Extract to read:
----
Again, for the record, Nice Guys, you need to recognize your own responsibility for your situation. If she is not a good friend to you, you are free at any time to end the friendship. If, on the other hand, she is a good friend but you want more from the relationship, you don’t get to hold that against her. If you make your wishes known and she rejects you, you can either get over it and continue to be a friend, or you can move on and end the friendship entirely; what you should NEVER do is fake being her friend, hoping she’ll change her mind, while silently nursing a grudge over the fact that she doesn’t share your attraction. That is passive-aggressive, dishonest, and perhaps most importantly (to the Nice Guys) unattractive.
Contrary to popular belief, women don’t actually like dating assholes.
Now, before you go throwing all your anecdotal evidence at me, let me elaborate.
People (not just women, but people) are attracted to confidence. It’s no fun spending time with a person who needs constant reassurance — ask any guy who’s dated a woman who constantly demands, “Do I look fat in this?” Assholes of the variety that has great success picking up women in bars are not attractive for the fact that they are assholes, but because their cockiness comes across to many women as self-assurance. We are social animals, and it pleases us on a very base level to be chosen by a popular and charismatic peer, so those assholes who stand us up and treat us disrespectfully are sometimes attractive because the assholish behavior can be mistaken for desirable traits. We like people who have lives of their own and interests outside our immediate relationship; it can be difficult to distinguish between the returned phone call that was late because a person was genuinely busy and the one that was late because the person was playing head games and being rude. While some women have learned to tell the difference between the genuinely well-rounded, socially active man and the carefully-crafted act of an asshole, younger women especially often lack this social savvy and can fall prey to men whose seemingly busy lives are an illusion specifically crafted to lure in a potential easy lay.
----
Provided records:
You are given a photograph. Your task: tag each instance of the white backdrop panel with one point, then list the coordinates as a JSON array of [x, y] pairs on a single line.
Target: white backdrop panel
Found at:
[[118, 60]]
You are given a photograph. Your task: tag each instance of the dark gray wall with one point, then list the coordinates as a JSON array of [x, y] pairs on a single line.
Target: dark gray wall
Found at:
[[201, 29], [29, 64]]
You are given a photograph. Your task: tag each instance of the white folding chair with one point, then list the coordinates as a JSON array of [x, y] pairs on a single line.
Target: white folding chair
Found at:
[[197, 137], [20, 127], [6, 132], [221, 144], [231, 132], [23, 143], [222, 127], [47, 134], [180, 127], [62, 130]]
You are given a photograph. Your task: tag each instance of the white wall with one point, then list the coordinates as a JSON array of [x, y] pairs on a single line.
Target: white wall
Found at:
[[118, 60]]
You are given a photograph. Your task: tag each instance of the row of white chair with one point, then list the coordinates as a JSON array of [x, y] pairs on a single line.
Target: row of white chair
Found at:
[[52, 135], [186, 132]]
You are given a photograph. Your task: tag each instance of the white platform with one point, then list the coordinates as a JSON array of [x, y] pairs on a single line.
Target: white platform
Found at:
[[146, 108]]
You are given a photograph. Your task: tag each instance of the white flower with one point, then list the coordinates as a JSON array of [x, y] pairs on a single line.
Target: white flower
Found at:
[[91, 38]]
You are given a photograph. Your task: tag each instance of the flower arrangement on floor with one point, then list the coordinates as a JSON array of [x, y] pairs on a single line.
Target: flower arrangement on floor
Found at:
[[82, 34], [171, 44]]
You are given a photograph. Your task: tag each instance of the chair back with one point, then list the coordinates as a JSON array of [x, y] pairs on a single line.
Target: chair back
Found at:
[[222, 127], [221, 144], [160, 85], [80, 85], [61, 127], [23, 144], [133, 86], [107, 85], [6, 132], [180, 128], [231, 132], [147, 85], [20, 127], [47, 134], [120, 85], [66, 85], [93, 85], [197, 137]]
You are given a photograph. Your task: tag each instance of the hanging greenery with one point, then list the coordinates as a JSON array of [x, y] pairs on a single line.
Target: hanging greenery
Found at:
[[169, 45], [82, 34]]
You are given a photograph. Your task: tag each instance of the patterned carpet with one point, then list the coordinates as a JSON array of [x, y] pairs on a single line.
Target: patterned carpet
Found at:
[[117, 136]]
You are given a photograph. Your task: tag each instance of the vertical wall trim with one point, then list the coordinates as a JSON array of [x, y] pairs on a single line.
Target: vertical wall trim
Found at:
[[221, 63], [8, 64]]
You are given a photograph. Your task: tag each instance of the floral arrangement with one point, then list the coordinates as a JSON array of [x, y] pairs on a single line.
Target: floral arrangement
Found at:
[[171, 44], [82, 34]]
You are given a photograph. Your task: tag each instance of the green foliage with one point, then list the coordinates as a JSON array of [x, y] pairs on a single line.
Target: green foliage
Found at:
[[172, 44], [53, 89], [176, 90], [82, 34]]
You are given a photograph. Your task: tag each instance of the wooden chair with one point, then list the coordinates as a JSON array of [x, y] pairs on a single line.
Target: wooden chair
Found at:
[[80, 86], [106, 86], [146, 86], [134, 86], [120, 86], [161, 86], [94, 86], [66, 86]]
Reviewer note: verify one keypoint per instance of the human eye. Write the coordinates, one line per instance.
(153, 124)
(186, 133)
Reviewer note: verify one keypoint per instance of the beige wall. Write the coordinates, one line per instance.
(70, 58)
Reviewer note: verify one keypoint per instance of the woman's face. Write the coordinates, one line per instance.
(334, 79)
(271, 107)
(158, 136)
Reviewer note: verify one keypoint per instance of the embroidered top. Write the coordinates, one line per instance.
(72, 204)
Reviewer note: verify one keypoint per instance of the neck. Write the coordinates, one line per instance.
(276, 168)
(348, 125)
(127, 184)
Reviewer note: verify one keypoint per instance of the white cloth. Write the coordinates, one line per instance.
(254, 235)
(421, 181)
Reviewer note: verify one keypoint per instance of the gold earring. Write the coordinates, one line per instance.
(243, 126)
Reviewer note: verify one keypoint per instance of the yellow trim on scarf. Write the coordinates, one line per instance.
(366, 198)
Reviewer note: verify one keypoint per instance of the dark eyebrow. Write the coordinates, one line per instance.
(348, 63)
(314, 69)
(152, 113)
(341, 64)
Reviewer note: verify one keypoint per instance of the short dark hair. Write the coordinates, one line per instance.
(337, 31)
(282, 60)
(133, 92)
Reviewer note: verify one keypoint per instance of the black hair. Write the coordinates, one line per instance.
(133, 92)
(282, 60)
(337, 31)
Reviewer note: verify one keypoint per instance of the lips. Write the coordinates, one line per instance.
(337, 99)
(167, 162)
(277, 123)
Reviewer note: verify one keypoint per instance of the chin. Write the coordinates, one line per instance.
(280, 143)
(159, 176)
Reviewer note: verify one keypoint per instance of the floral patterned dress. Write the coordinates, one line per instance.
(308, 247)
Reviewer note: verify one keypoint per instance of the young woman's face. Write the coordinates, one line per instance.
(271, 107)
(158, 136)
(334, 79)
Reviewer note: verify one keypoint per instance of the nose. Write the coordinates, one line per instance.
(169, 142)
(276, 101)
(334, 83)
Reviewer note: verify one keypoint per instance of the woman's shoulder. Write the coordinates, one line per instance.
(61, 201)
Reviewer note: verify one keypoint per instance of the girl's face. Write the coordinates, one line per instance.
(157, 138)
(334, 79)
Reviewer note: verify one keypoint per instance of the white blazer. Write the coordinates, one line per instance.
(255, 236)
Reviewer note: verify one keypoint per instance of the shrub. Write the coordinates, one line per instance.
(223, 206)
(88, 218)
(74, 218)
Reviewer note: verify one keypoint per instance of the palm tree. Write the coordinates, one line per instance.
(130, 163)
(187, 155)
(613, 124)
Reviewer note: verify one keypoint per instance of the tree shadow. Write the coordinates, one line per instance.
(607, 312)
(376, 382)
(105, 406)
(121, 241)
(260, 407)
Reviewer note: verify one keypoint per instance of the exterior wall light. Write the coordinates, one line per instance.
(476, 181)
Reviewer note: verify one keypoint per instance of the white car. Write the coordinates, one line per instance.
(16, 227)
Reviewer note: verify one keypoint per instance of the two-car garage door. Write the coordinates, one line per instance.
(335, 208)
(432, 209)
----
Complete the following:
1. In the passage about Nice Guys, which three words describe faking friendship with a woman while silently nursing a grudge that she doesn't share your attraction?
2. Can you edit everything from the start of the records down to the line containing "127], [62, 130]]", both ends included, so that "Found at:" becomes "Located at:" and nothing else changes?

Answers for this exercise:
1. passive-aggressive, dishonest, unattractive

2.
You are given a photograph. Your task: tag each instance of the white backdrop panel with one point, then list the coordinates as a JSON array of [x, y] pairs on a single line.
Target: white backdrop panel
Located at:
[[118, 60]]
You are given a photograph. Your task: tag each instance of the dark gray wall with one point, then list the coordinates as a JSON array of [x, y] pairs on a single line.
Target: dark gray wall
Located at:
[[201, 29], [29, 64]]
You are given a photograph. Your task: tag each instance of the white folding chair with one point, then list the coordinates as a JSON array of [x, y] pairs on a single line.
Target: white folding chair
Located at:
[[197, 137], [20, 127], [6, 132], [221, 144], [231, 132], [23, 143], [222, 127], [47, 134], [180, 127], [62, 130]]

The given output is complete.